**What this task involves**
An exact copy of every record, with no pictures, please.

Stored items from a collection:

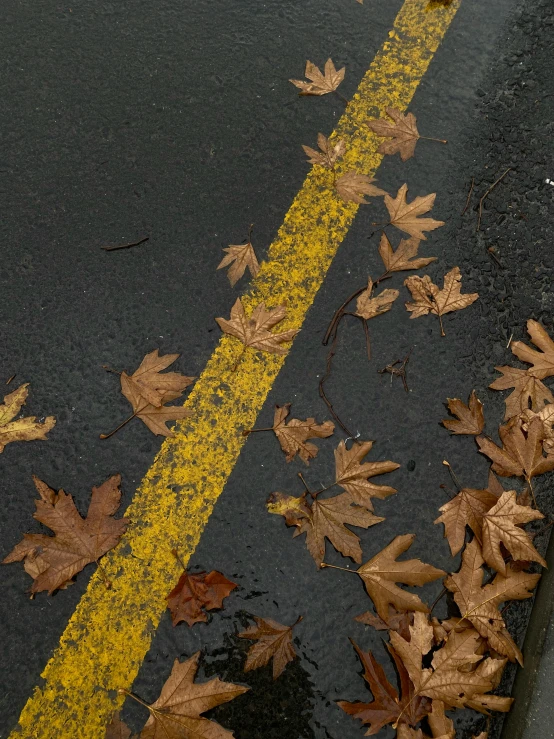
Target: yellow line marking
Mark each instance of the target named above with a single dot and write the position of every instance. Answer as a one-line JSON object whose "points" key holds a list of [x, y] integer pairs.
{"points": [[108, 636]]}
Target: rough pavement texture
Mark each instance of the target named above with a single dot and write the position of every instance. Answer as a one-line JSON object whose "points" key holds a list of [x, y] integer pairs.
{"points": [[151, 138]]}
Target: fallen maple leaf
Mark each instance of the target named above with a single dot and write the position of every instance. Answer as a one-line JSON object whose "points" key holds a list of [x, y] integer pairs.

**Exercise result**
Target: yellow line marking
Mark each instance of the target named above with a single dot and write the position of every instance. Answer as a one-line JSON object whose "points" key holds a list of [x, y] integer pairs.
{"points": [[108, 636]]}
Target: rough pavement texture
Mark each instance of the target named above with a single dot and write the position of every instance. Answer as a one-line JSON object whose "points" key holds a list of [x, y] integer pairs.
{"points": [[151, 138]]}
Target: fallen maple leaf
Mark each instance of the target named above with a single dot and write the position of every instance. Answer as a one-line JSON object whose "points" key holds a list of [x, y] integer pairs.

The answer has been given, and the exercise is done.